▸ **WHAT IS NEEDED**
Quote everything from "Different cultures usually" down to "across all cultures." in the passage below on culture and sustainable development indicators, word for word.

▸ **PAGE EXCERPT**
[start]

Different cultures usually have different views on what constitutes sustainable development. Such differences can be small variations in what types of economic or political policies should be adopted to promote sustainability, or they can represent significant divergences from the underlying development paradigm. This will influence both what a society would like to measure with indicators and which reference levels are seen as desirable or sustainable. The indicator sets most in use today are biased toward the dominant values of a Western-style market economy. For example, the reliance on GDP and related indicators reflects an economic development paradigm with a strong emphasis on the individual rather than the community and on material rather than social or spiritual dimensions of society, which may not be shared across all cultures.
This narrow focus also means that many aspects of society that are crucial to sus-tainability but are not part of the dominant political paradigm are absent in indicators. For example, there is a body of research on the importance of community values, such as trust and cooperation, for fostering collective action to manage common resources that could provide a basis for useful indicators (see Ostrom 1992).

[end]

▸ **RECORD SET**
[start]

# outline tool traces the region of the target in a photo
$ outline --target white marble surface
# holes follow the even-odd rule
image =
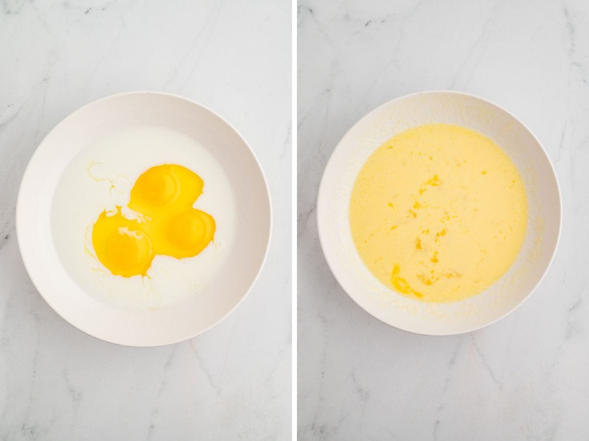
[[[0,2],[0,439],[289,439],[291,5],[284,0]],[[155,349],[72,328],[33,288],[14,210],[24,168],[70,112],[163,91],[224,116],[256,151],[269,259],[224,321]]]
[[[298,12],[300,439],[589,438],[589,4],[301,0]],[[315,217],[346,130],[383,102],[438,89],[523,120],[554,162],[564,213],[531,297],[449,338],[396,330],[356,306],[327,267]]]

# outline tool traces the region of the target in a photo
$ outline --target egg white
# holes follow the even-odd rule
[[[92,226],[104,210],[126,206],[142,173],[165,163],[182,165],[203,179],[194,207],[214,218],[214,240],[194,257],[156,256],[147,277],[113,275],[95,257]],[[59,259],[84,292],[120,308],[161,308],[197,295],[221,270],[235,238],[235,207],[230,181],[205,147],[170,129],[138,126],[98,140],[72,161],[54,196],[51,230]]]

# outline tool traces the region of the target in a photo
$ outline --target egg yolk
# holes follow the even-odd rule
[[[129,208],[139,213],[128,219],[122,207],[103,212],[94,225],[96,256],[113,275],[147,275],[157,255],[177,259],[198,254],[213,240],[214,219],[193,204],[204,183],[180,165],[152,167],[135,181]]]

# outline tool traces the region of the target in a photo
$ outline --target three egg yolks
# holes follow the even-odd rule
[[[193,208],[203,180],[180,165],[164,164],[137,178],[128,206],[138,216],[128,219],[117,206],[98,216],[92,230],[96,256],[113,275],[147,275],[157,255],[177,259],[196,256],[213,240],[215,220]]]
[[[428,124],[378,148],[352,192],[356,248],[382,283],[426,302],[460,300],[511,266],[528,223],[521,177],[491,139]]]

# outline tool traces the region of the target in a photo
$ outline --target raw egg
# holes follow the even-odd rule
[[[202,179],[186,167],[151,167],[137,178],[128,206],[105,211],[92,228],[92,244],[100,262],[114,275],[146,276],[157,255],[177,259],[198,254],[213,240],[210,215],[193,208]]]

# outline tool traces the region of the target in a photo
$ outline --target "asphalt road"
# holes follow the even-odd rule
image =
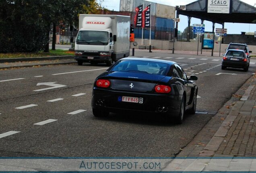
[[[187,116],[181,125],[147,114],[111,113],[107,118],[94,117],[91,107],[93,84],[107,68],[103,64],[1,70],[0,155],[173,156],[252,75],[256,66],[256,60],[252,59],[247,72],[223,70],[220,57],[136,54],[175,61],[188,76],[198,76],[198,113]],[[51,87],[55,88],[49,89]],[[45,90],[38,91],[41,89]],[[43,125],[45,121],[48,123]]]

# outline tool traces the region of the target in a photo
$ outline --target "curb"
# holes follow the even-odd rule
[[[56,59],[67,59],[74,58],[74,56],[66,55],[62,56],[38,57],[34,58],[0,58],[0,63],[15,62],[19,61],[33,61],[44,60],[55,60]]]

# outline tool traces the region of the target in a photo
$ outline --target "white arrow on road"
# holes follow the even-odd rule
[[[237,74],[236,74],[235,73],[219,73],[216,74],[215,75],[220,75],[222,74],[225,74],[237,75]]]
[[[43,83],[38,83],[37,84],[37,86],[39,85],[46,85],[52,86],[50,88],[46,88],[36,90],[34,90],[34,91],[42,91],[47,90],[48,89],[54,89],[57,88],[61,88],[64,86],[66,86],[66,85],[62,85],[61,84],[56,84],[55,83],[57,82],[43,82]]]

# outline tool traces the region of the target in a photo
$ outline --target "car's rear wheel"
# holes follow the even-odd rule
[[[105,117],[109,115],[109,112],[104,110],[93,109],[93,113],[96,117]]]
[[[190,114],[194,115],[196,113],[196,97],[197,93],[195,93],[194,95],[194,101],[193,102],[193,107],[191,109],[188,110],[188,112]]]
[[[184,117],[184,112],[185,111],[184,96],[182,97],[181,103],[180,103],[180,113],[179,116],[176,118],[175,123],[178,124],[181,124],[183,121],[183,117]]]
[[[78,64],[78,65],[82,65],[83,61],[81,60],[78,60],[77,61],[77,64]]]

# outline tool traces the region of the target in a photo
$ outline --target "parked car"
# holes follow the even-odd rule
[[[246,56],[244,51],[237,49],[229,49],[224,55],[222,59],[221,69],[227,67],[243,68],[244,71],[248,71],[250,58]]]
[[[195,114],[198,86],[176,63],[125,58],[96,78],[91,106],[95,117],[127,111],[167,115],[182,123],[185,111]]]

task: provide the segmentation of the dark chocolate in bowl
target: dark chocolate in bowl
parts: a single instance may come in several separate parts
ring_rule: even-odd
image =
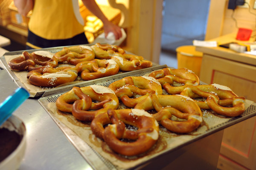
[[[0,127],[0,169],[19,168],[26,149],[26,127],[13,115]]]

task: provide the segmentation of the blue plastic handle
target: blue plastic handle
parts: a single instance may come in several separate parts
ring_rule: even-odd
[[[28,91],[23,88],[19,87],[13,94],[0,104],[0,126],[29,97],[29,93]]]

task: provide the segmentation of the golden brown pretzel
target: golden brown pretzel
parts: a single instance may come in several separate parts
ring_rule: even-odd
[[[115,92],[125,105],[131,108],[150,95],[154,98],[162,93],[160,84],[151,77],[127,77],[112,83],[108,87]],[[134,95],[142,96],[131,98]]]
[[[79,68],[76,67],[46,68],[29,72],[27,78],[34,85],[53,87],[74,81],[77,77],[78,71]]]
[[[116,61],[120,69],[123,71],[137,70],[152,66],[151,61],[144,60],[143,57],[131,54],[116,53],[111,59]]]
[[[201,109],[211,109],[226,116],[237,116],[244,111],[245,98],[239,97],[230,88],[219,84],[188,86],[180,94],[192,98],[207,98],[206,101],[196,101]]]
[[[119,66],[113,60],[94,59],[77,64],[81,77],[84,80],[91,80],[114,75],[119,71]]]
[[[58,109],[72,112],[76,118],[84,121],[91,121],[94,116],[106,112],[109,109],[116,109],[119,104],[113,92],[108,87],[96,85],[74,87],[56,101]]]
[[[109,147],[122,155],[132,156],[143,153],[150,149],[159,136],[159,125],[154,118],[146,112],[137,109],[109,109],[108,114],[112,124],[104,130],[103,138]],[[138,130],[137,138],[133,142],[120,141],[122,138],[133,139],[126,135],[128,131],[125,124],[134,126]]]
[[[49,52],[36,51],[29,54],[27,51],[11,60],[8,63],[10,68],[15,71],[43,69],[45,67],[54,68],[58,65],[58,60]]]
[[[179,94],[188,86],[197,86],[199,83],[199,78],[191,70],[185,68],[171,69],[165,68],[156,71],[148,75],[156,78],[168,93]],[[172,86],[175,82],[183,84],[181,86]]]
[[[152,100],[148,97],[136,105],[135,109],[146,111],[155,109],[153,117],[167,130],[186,133],[195,130],[202,121],[199,107],[192,99],[180,95],[157,95]],[[172,120],[172,116],[186,121]]]
[[[59,63],[67,62],[74,65],[81,62],[93,60],[95,57],[92,48],[84,45],[64,47],[61,51],[55,53],[54,56]]]
[[[100,59],[110,59],[116,52],[121,54],[125,53],[125,51],[120,47],[109,44],[101,44],[96,43],[91,46],[95,53],[95,57]]]

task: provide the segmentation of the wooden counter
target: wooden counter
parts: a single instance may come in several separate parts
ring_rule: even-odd
[[[253,34],[254,35],[254,34]],[[231,34],[211,40],[218,45],[236,42]],[[230,87],[239,96],[256,101],[256,56],[236,52],[229,49],[197,47],[204,55],[200,80]],[[256,168],[256,118],[251,118],[226,129],[219,158],[222,170],[253,170]]]

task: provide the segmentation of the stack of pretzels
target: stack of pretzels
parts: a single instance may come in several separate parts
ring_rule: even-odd
[[[69,66],[61,67],[61,64]],[[94,80],[120,71],[150,67],[152,63],[141,56],[126,54],[118,46],[97,43],[92,46],[64,47],[55,54],[45,51],[31,54],[24,51],[8,65],[14,71],[29,72],[27,80],[33,85],[54,87],[78,78],[84,81]]]
[[[114,152],[138,155],[157,140],[163,128],[159,124],[172,133],[186,134],[200,127],[201,109],[228,117],[244,112],[244,98],[228,87],[199,84],[191,70],[166,68],[148,76],[125,77],[108,87],[74,87],[56,105],[78,120],[90,122],[93,133]],[[203,98],[206,100],[198,100]]]

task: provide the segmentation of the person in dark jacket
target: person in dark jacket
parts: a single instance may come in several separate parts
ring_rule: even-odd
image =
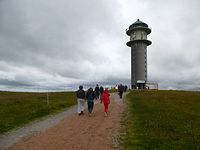
[[[97,84],[95,87],[95,95],[96,95],[96,99],[99,99],[99,85]]]
[[[100,99],[101,99],[101,97],[102,97],[103,91],[104,91],[103,86],[100,86],[100,88],[99,88]]]
[[[77,97],[77,112],[78,115],[83,115],[84,114],[84,109],[85,109],[85,91],[83,90],[83,86],[79,86],[79,90],[76,92],[76,97]]]
[[[88,103],[89,116],[91,116],[91,113],[94,107],[94,99],[95,99],[95,93],[92,88],[88,89],[86,98],[87,98],[87,103]]]
[[[108,105],[110,104],[110,94],[108,92],[108,88],[105,89],[103,92],[102,98],[101,98],[101,103],[103,102],[104,104],[104,113],[105,116],[108,116]]]

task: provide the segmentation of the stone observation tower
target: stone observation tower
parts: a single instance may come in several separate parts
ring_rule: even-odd
[[[145,88],[147,82],[147,46],[151,41],[147,35],[151,33],[148,25],[139,19],[129,26],[126,34],[130,41],[126,43],[131,47],[131,88]]]

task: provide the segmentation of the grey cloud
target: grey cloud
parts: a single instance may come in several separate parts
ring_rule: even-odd
[[[162,89],[181,88],[182,83],[198,89],[199,4],[198,0],[2,0],[0,79],[53,89],[98,81],[128,83],[125,28],[140,18],[152,28],[149,81],[157,81]]]

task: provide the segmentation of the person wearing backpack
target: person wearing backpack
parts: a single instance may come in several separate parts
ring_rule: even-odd
[[[102,98],[101,98],[101,103],[103,102],[104,104],[104,113],[105,116],[108,116],[108,106],[110,104],[110,94],[108,92],[108,88],[106,88],[103,92]]]
[[[84,114],[84,109],[85,109],[85,91],[83,90],[83,86],[79,86],[79,90],[76,91],[76,97],[77,97],[77,112],[78,115],[83,115]]]

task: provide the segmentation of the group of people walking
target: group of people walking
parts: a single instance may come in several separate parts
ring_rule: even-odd
[[[108,92],[108,88],[104,88],[101,86],[99,88],[99,85],[97,84],[95,89],[89,88],[87,91],[83,90],[83,86],[79,86],[79,90],[76,92],[77,96],[77,112],[78,115],[84,115],[85,110],[85,102],[87,101],[88,106],[88,113],[89,116],[91,116],[93,108],[94,108],[94,99],[100,99],[101,104],[104,104],[104,113],[105,116],[108,115],[108,106],[110,104],[110,94]]]

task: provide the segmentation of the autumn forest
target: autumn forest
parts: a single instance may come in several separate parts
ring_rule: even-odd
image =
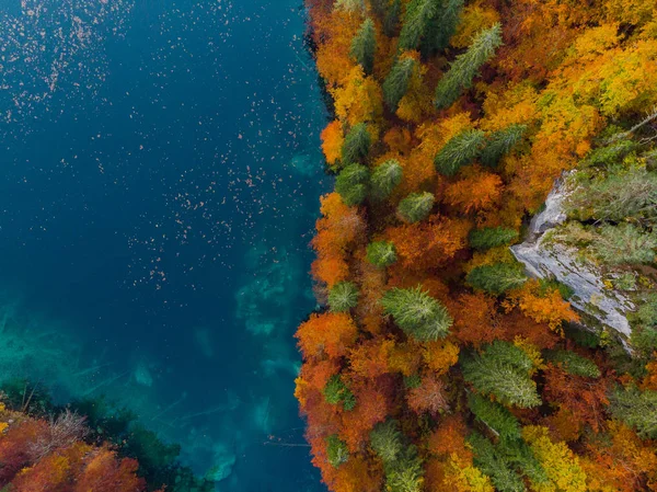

[end]

▸ **PROBLEM SOLUTION**
Different cultures usually have different views on what constitutes sustainable development. Such differences can be small variations in what types of economic or political policies should be adopted to promote sustainability, or they can represent significant divergences from the underlying development paradigm. This will influence both what a society would like to measure with indicators and which reference levels are seen as desirable or sustainable. The indicator sets most in use today are biased toward the dominant values of a Western-style market economy. For example, the reliance on GDP and related indicators reflects an economic development paradigm with a strong emphasis on the individual rather than the community and on material rather than social or spiritual dimensions of society, which may not be shared across all cultures.